### Provided records
+---+
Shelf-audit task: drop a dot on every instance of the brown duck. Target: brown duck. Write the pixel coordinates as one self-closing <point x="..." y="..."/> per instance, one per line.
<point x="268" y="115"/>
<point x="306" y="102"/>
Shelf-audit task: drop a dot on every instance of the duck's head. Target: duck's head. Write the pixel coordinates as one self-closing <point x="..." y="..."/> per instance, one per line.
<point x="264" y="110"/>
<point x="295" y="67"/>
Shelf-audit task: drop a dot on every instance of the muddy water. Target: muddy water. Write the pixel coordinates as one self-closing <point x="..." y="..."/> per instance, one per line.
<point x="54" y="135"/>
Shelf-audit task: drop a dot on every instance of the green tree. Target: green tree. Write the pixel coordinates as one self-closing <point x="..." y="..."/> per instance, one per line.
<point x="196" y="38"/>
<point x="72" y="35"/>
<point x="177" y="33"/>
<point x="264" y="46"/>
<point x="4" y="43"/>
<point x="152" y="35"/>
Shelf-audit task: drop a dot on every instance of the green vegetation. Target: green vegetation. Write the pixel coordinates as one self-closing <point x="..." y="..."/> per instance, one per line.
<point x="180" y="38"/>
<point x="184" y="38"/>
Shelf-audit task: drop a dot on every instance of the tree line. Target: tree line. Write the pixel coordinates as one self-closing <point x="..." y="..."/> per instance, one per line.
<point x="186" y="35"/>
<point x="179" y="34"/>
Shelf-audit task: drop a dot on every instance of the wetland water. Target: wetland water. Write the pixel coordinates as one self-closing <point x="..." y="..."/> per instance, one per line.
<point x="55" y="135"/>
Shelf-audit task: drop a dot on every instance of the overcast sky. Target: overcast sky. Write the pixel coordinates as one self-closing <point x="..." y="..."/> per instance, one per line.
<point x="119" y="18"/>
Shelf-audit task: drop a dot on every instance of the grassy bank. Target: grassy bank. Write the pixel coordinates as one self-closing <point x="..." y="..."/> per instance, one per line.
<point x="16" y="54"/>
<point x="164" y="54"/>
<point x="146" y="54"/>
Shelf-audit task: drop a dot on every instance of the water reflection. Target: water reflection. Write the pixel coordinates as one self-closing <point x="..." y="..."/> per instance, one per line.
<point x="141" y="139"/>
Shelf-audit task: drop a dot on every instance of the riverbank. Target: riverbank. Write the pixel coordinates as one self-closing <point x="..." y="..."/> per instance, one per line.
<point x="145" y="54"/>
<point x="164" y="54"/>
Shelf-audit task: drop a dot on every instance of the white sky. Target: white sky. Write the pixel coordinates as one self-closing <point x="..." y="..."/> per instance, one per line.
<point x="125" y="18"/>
+---+
### What is required
From the first line to the last, transcribe the data exactly.

### Result for this exercise
Shelf-audit task: drop a dot on every instance of the brown duck. Target: brown duck. Write the pixel coordinates as one self-closing <point x="..." y="..."/> per instance, one per line.
<point x="268" y="115"/>
<point x="306" y="102"/>
Shelf-audit task: drop a dot on every instance of the duck's head. Target: duck's head. Write the pixel coordinates as one self-closing <point x="..." y="..."/> per instance, one per line.
<point x="264" y="110"/>
<point x="295" y="67"/>
Shelf-audit task: drop a dot on every instance of the muddy water. Target: muddy water. Write the pixel coordinates as one self-closing <point x="..." y="..."/> per instance, one per line.
<point x="54" y="135"/>
Shelf-audit task: drop a dot on every instance of the green tree. Target: green tree. Write the pixel coordinates as one self-closing <point x="..." y="..."/> per instance, one per line.
<point x="196" y="38"/>
<point x="72" y="35"/>
<point x="177" y="33"/>
<point x="264" y="46"/>
<point x="4" y="43"/>
<point x="152" y="35"/>
Shelf-audit task: drop a dot on every instance of the green vegetation. Target: green vegetation. Write the pixel coordinates as one self-closing <point x="..." y="..."/> per instance, one per line.
<point x="180" y="38"/>
<point x="184" y="38"/>
Shelf-audit task: drop a dot on every instance of the tree line. Target: tree line. Write the pixel coordinates as one self-closing <point x="..." y="..."/> per instance, one per line.
<point x="186" y="35"/>
<point x="179" y="34"/>
Shelf-audit task: drop a dot on every instance of the wetland water. Target: wetland water. Write the pixel coordinates as one self-closing <point x="..." y="..."/> per instance, one per line.
<point x="55" y="135"/>
Shelf-audit task: drop a dot on every instance of the overcast sky. Target: overcast sky. Write the pixel coordinates as one self-closing <point x="..." y="..."/> per instance, one per line.
<point x="119" y="18"/>
Shelf-audit task: drop a dot on every instance of the grassy bank. Target: grassy bank. Write the pixel coordinates as one self-closing <point x="..." y="..."/> per instance, one per line.
<point x="16" y="54"/>
<point x="164" y="54"/>
<point x="146" y="54"/>
Shelf-audit task: drop a dot on every instance of the water reflection. Target: water reflection. Write the pixel coordinates as one self-closing <point x="..." y="..."/> per instance, one per line.
<point x="141" y="139"/>
Shelf-audit task: drop a dot on every instance of the riverbank. Target: riverbank. Write the pixel coordinates as one self-closing <point x="..." y="..."/> per instance, one per line.
<point x="145" y="54"/>
<point x="164" y="54"/>
Shelf-audit task: drop a dot on every instance of the white sky. Target: white sky. Write the pixel coordinates as one self-closing <point x="..." y="..."/> per instance, one per line.
<point x="125" y="18"/>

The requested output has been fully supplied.